■ Your goal ■
Arrange the items below as a JSON list of strings, with one string per line and no entries for blank lines.

■ Extracted entries ■
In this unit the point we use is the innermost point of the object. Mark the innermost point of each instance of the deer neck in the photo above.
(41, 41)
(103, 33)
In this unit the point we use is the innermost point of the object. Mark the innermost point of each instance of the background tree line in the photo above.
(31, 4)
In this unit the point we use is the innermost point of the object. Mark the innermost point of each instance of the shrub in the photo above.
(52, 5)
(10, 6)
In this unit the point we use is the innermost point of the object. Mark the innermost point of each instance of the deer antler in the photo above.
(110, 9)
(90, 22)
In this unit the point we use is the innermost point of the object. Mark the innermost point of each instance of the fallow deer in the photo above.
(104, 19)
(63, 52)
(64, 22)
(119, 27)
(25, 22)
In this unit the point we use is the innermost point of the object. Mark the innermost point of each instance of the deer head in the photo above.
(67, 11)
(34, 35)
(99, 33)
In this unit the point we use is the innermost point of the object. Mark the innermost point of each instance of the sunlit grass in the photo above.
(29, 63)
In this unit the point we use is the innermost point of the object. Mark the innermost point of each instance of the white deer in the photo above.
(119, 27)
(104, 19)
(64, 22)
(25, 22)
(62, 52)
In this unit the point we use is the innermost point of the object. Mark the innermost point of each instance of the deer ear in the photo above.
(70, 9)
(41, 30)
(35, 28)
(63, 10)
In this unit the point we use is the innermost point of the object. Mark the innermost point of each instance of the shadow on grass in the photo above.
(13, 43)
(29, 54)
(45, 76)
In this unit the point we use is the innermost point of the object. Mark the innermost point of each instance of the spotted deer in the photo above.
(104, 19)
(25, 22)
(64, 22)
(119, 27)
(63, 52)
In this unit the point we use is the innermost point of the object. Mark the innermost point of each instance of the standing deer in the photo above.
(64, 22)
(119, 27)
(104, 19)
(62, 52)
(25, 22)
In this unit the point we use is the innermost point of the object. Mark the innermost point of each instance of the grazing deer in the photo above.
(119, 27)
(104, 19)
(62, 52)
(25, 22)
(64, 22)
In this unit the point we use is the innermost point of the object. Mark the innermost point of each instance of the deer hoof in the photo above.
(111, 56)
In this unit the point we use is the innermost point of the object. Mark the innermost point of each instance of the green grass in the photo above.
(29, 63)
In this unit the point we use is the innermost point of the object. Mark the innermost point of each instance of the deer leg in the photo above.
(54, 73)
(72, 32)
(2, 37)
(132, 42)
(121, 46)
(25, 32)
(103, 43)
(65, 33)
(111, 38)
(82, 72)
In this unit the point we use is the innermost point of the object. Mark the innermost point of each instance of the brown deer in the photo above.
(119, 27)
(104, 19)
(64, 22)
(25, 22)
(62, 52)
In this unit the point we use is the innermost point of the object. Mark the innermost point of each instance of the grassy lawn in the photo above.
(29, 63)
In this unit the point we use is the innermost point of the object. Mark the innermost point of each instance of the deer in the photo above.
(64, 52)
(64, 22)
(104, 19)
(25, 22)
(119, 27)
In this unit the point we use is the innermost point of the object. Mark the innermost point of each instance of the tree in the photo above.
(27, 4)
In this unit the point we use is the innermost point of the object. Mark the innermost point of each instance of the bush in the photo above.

■ Exercise answer ■
[
  "In this unit the point we use is the innermost point of the object. Mark the innermost point of each instance of the deer neck in the photo above.",
  "(41, 41)",
  "(103, 33)",
  "In this unit the point we use is the innermost point of the object. Mark the innermost point of each instance of the background tree line in the photo above.",
  "(31, 4)",
  "In this unit the point we use is the innermost point of the object. Mark the innermost point of each instance of the shrub in the photo above.",
  "(52, 5)",
  "(10, 6)",
  "In this unit the point we use is the innermost point of the object. Mark the innermost point of each instance of the deer antler in the photo above.",
  "(110, 9)",
  "(90, 22)",
  "In this unit the point we use is the innermost point of the object. Mark the innermost point of each instance of the fallow deer in the photo above.",
  "(104, 19)",
  "(63, 52)",
  "(64, 22)",
  "(119, 27)",
  "(25, 22)",
  "In this unit the point we use is the innermost point of the object. Mark the innermost point of each instance of the deer head in the photo above.",
  "(67, 11)",
  "(34, 35)",
  "(99, 33)",
  "In this unit the point we use is the innermost point of the object. Mark the innermost point of each instance of the sunlit grass in the photo above.",
  "(29, 63)",
  "In this unit the point we use is the innermost point of the object. Mark the innermost point of each instance of the white deer in the photo above.",
  "(119, 27)",
  "(104, 19)",
  "(64, 22)",
  "(25, 22)",
  "(62, 52)",
  "In this unit the point we use is the innermost point of the object. Mark the innermost point of each instance of the deer ear in the photo above.",
  "(70, 9)",
  "(41, 30)",
  "(35, 28)",
  "(63, 10)",
  "In this unit the point we use is the innermost point of the object. Mark the innermost point of each instance of the shadow on grass in the photo above.",
  "(13, 43)",
  "(29, 54)",
  "(45, 76)",
  "In this unit the point we use is the innermost point of the object. Mark the innermost point of each instance of the spotted deer in the photo above.",
  "(104, 19)",
  "(25, 22)",
  "(64, 22)",
  "(119, 27)",
  "(63, 52)",
  "In this unit the point we use is the innermost point of the object. Mark the innermost point of each instance of the standing deer in the photo above.",
  "(64, 22)",
  "(119, 27)",
  "(104, 19)",
  "(62, 52)",
  "(25, 22)",
  "In this unit the point we use is the innermost point of the object. Mark the innermost point of each instance of the grazing deer in the photo above.",
  "(119, 27)",
  "(104, 19)",
  "(62, 52)",
  "(25, 22)",
  "(64, 22)",
  "In this unit the point we use is the innermost point of the object. Mark the innermost point of each instance of the deer hoof in the photo above.",
  "(111, 56)",
  "In this unit the point we use is the innermost point of the object. Mark the innermost point of each instance of the green grass in the photo above.",
  "(29, 63)",
  "In this unit the point we use is the innermost point of the object. Mark the innermost point of each instance of the deer leg in the photo above.",
  "(54, 73)",
  "(72, 32)",
  "(2, 37)",
  "(132, 42)",
  "(121, 46)",
  "(25, 32)",
  "(103, 43)",
  "(65, 33)",
  "(111, 38)",
  "(82, 72)",
  "In this unit the point we use is the innermost point of the object. Mark the innermost point of each instance of the brown deer in the photo above.",
  "(119, 27)",
  "(104, 19)",
  "(64, 22)",
  "(25, 22)",
  "(62, 52)",
  "In this unit the point we use is the innermost point of the object. Mark the innermost point of each instance of the grassy lawn in the photo above.",
  "(29, 63)",
  "In this unit the point we use is the innermost point of the object. Mark the innermost point of each instance of the deer in the photo above.",
  "(64, 52)",
  "(64, 22)",
  "(104, 19)",
  "(25, 22)",
  "(119, 27)",
  "In this unit the point we use is the innermost point of the object. Mark the innermost point of each instance of the tree in the photo above.",
  "(27, 4)",
  "In this unit the point we use is the innermost point of the object. Mark the innermost point of each instance of the bush in the photo above."
]